## Task to carry out
Your task is to transcribe the data in full.

[Dataset items]
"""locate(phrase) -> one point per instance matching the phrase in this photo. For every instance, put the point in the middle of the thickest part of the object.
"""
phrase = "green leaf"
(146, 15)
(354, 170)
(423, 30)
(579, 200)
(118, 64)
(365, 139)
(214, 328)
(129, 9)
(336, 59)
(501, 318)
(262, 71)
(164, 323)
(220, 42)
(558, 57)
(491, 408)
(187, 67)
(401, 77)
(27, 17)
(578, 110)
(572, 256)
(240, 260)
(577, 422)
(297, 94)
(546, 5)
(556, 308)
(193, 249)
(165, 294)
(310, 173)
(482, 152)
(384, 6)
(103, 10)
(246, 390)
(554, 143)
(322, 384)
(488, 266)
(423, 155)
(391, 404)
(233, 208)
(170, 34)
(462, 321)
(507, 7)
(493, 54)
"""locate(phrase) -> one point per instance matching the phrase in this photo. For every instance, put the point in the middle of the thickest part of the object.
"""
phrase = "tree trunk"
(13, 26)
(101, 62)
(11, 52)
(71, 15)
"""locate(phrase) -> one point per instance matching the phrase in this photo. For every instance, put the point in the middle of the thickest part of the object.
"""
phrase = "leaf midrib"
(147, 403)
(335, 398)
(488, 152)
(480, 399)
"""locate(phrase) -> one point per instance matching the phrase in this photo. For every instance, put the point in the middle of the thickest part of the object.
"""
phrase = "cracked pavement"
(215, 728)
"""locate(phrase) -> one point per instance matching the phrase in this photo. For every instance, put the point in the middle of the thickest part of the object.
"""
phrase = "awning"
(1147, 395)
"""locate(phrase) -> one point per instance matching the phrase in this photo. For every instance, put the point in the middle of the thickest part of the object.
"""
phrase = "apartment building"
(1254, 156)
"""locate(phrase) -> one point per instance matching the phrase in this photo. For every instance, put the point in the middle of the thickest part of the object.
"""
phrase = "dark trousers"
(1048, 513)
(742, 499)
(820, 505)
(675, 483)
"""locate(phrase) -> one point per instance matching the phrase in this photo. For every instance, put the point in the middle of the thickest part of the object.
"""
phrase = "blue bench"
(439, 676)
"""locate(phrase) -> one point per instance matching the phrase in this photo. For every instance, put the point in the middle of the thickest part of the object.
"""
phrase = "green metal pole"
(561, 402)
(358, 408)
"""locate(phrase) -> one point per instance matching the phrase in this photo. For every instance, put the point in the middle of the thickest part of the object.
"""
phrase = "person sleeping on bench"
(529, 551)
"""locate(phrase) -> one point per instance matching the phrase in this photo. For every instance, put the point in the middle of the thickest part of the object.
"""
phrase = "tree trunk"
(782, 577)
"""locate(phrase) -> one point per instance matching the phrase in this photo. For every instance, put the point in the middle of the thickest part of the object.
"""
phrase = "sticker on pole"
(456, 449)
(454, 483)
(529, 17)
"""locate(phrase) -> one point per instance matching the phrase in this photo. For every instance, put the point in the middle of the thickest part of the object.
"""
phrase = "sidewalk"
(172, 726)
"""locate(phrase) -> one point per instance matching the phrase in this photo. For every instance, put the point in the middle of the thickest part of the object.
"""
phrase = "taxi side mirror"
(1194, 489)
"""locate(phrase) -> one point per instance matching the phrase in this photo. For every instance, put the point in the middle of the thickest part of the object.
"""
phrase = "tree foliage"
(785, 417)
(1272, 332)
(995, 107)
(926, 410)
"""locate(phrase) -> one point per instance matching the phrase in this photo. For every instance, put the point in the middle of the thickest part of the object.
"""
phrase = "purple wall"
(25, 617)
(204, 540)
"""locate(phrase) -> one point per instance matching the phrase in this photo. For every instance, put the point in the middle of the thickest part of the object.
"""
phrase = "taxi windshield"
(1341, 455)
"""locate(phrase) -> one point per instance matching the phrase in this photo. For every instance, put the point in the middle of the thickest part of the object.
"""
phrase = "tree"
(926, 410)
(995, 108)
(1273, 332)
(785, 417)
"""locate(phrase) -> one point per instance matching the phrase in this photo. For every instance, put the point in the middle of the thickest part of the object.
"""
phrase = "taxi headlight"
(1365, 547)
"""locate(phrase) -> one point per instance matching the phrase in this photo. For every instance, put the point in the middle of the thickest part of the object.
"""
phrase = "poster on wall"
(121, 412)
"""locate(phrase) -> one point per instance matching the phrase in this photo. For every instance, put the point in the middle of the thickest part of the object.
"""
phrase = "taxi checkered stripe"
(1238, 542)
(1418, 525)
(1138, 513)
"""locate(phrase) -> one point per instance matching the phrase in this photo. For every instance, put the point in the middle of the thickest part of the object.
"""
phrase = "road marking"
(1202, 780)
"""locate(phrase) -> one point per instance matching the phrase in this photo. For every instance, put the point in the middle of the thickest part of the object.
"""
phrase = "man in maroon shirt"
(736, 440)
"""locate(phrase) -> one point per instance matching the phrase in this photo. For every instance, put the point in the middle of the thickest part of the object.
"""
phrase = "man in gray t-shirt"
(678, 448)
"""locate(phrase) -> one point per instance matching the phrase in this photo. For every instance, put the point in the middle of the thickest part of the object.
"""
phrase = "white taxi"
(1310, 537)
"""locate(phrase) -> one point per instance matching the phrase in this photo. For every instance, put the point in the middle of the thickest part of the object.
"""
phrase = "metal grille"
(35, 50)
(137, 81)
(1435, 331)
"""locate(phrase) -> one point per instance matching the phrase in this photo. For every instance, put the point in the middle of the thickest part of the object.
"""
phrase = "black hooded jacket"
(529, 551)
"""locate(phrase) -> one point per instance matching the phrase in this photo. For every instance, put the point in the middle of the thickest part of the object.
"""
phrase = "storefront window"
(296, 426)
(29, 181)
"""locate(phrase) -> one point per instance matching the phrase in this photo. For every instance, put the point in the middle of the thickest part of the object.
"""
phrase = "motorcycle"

## Exercise response
"""locate(phrase) -> one point per instance matching the phrase in this photo. For every instance, put the point in the middle of the thickest part of the object.
"""
phrase = "green leaf"
(146, 15)
(354, 170)
(423, 30)
(579, 200)
(118, 64)
(365, 139)
(214, 328)
(129, 9)
(336, 59)
(501, 318)
(262, 71)
(164, 323)
(220, 42)
(558, 57)
(491, 408)
(187, 67)
(401, 77)
(27, 17)
(578, 110)
(572, 256)
(240, 260)
(577, 422)
(297, 94)
(546, 5)
(556, 308)
(193, 249)
(165, 294)
(310, 173)
(482, 152)
(384, 6)
(103, 10)
(246, 390)
(554, 143)
(322, 384)
(488, 266)
(423, 155)
(391, 404)
(233, 208)
(170, 34)
(462, 321)
(507, 7)
(493, 54)
"""locate(phrase) -> one point per instance matching the phrase in this photo. For every instance, put the point in the middle of the thickest part of the object.
"""
phrase = "tree trunk"
(13, 26)
(101, 62)
(11, 52)
(71, 15)
"""locate(phrase) -> one point per instance matching the phrase in this photo. For every instance, put the point in the middle of the thickest part of the object.
"""
phrase = "leaf midrib"
(147, 403)
(335, 398)
(488, 152)
(480, 399)
"""locate(phrase) -> one point per instance matching the phrase in this photo. For every instance, put the point in the middle of the thickest part of the object.
"""
phrase = "cracked pavement"
(215, 728)
"""locate(phrase) -> one point per instance matching the phrase in this photo. For every instance, put the point in the middle of the thickest part of the object.
"""
phrase = "awning"
(1147, 395)
"""locate(phrase) -> one point per instance matching the phrase in this photo. For every instance, put the point in the middle of the thickest part of the object.
"""
phrase = "apartment building"
(1254, 156)
"""locate(phrase) -> one point per instance matching the phrase in this photo. For every instance, put the point in the middle of the thickest part of the object.
"""
phrase = "dark trousers"
(1048, 513)
(742, 499)
(820, 505)
(675, 483)
"""locate(phrase) -> one point per instance matching the phrase in this photo. For every instance, put the point in the middle of the thickest part of the object.
"""
phrase = "blue bench"
(439, 676)
"""locate(phrase) -> one point per instance matching the phrase in this photo. For every instance, put the point in the middle of the thickest part of the object.
"""
phrase = "green metal pole"
(561, 402)
(358, 408)
"""locate(phrase) -> one point per instance matching the phrase in this photo. For every instance, put the point in the middle of the thickest part of the object.
"""
phrase = "person sleeping on bench"
(529, 551)
"""locate(phrase) -> one point per instance matching the phrase in this photo. For every instance, put the point in the middle of the thickest part of the object.
"""
phrase = "tree trunk"
(782, 577)
"""locate(phrase) -> one point per instance matching the phrase in this photo. For every instance, put the point in the middle of the thickest part of the object.
"""
phrase = "sticker on pole"
(456, 449)
(454, 483)
(529, 17)
"""locate(phrase) -> one point per instance matching the phrase in this photo. For every instance, put the point in the middle of the thickest part of the object.
"""
phrase = "sidewalk"
(172, 726)
"""locate(phrase) -> one point per instance matching the phrase in this photo. For every instance, put the point in the middle of the thickest part of the object.
"""
phrase = "taxi side mirror"
(1194, 489)
"""locate(phrase) -> one point per instance matching the phrase in this photo. For every instance, put the point in the middle of the thickest part of the object.
"""
phrase = "tree foliage"
(785, 417)
(1272, 332)
(995, 107)
(926, 410)
"""locate(phrase) -> one point per instance matching the phrase in this photo. For every instance, put the point in the middle of the thickest part of the object.
"""
phrase = "purple wall"
(25, 617)
(204, 540)
"""locate(phrase) -> one point per instance matching the phrase in this photo. For every instance, put the point in the middle of the thickest part of the object.
"""
phrase = "taxi windshield"
(1341, 455)
"""locate(phrase) -> one point per instance matching the phrase in this photo. For every instance, put the point in the middle of the thickest part of the object.
"""
phrase = "tree"
(926, 410)
(995, 108)
(1273, 332)
(785, 417)
"""locate(phrase) -> one point per instance matching the phrase in this photo. For every instance, put the point in the middle of the thickest part of the object.
"""
phrase = "taxi headlight"
(1365, 547)
"""locate(phrase) -> one point per instance matching the phrase in this photo. For every instance, put the point in the middle of the thickest part of the object.
"""
phrase = "poster on wall"
(121, 412)
"""locate(phrase) -> one point per instance matching the phrase in this photo. For every instance, put the point in the middle of the thickest part of the object.
"""
phrase = "taxi checkered stripe"
(1238, 542)
(1418, 525)
(1138, 513)
"""locate(phrase) -> one point per instance matching the phrase in this photo. For every instance, put the point in the middle of the thickest part of the object.
"""
phrase = "road marking"
(1202, 780)
"""locate(phrase) -> one point per instance matching the phrase in this photo. For every instance, put the point in the middle of the thickest part of the object.
"""
phrase = "man in maroon shirt"
(736, 440)
"""locate(phrase) -> one point per instance matching the phrase in this photo. For every instance, put the point in the middle of the thickest part of the object.
"""
phrase = "man in gray t-shirt"
(678, 448)
"""locate(phrase) -> one point per instance matching the phrase in this photo. For every instance, put the point in the middle of the thickest part of the object.
"""
phrase = "white taxi"
(1310, 537)
"""locate(phrase) -> one point per instance matching the phrase in this photo. For every instance, put the point in the middle of the thickest part of the object.
"""
phrase = "metal grille"
(35, 50)
(137, 81)
(1435, 331)
"""locate(phrase) -> one point per instance matching the phrase in this photo. For every instance, put the point in the middle of the thickest part of the object.
"""
phrase = "black hooded jacket"
(529, 551)
"""locate(phrase) -> one point per instance matching the phrase in this photo. For every instance, put the point in the middle of the thickest part of the object.
"""
phrase = "storefront window"
(296, 426)
(29, 181)
"""locate(phrase) -> one point per instance matching the phrase in this photo. For every instance, put the point in the middle of the thickest part of the object.
"""
phrase = "motorcycle"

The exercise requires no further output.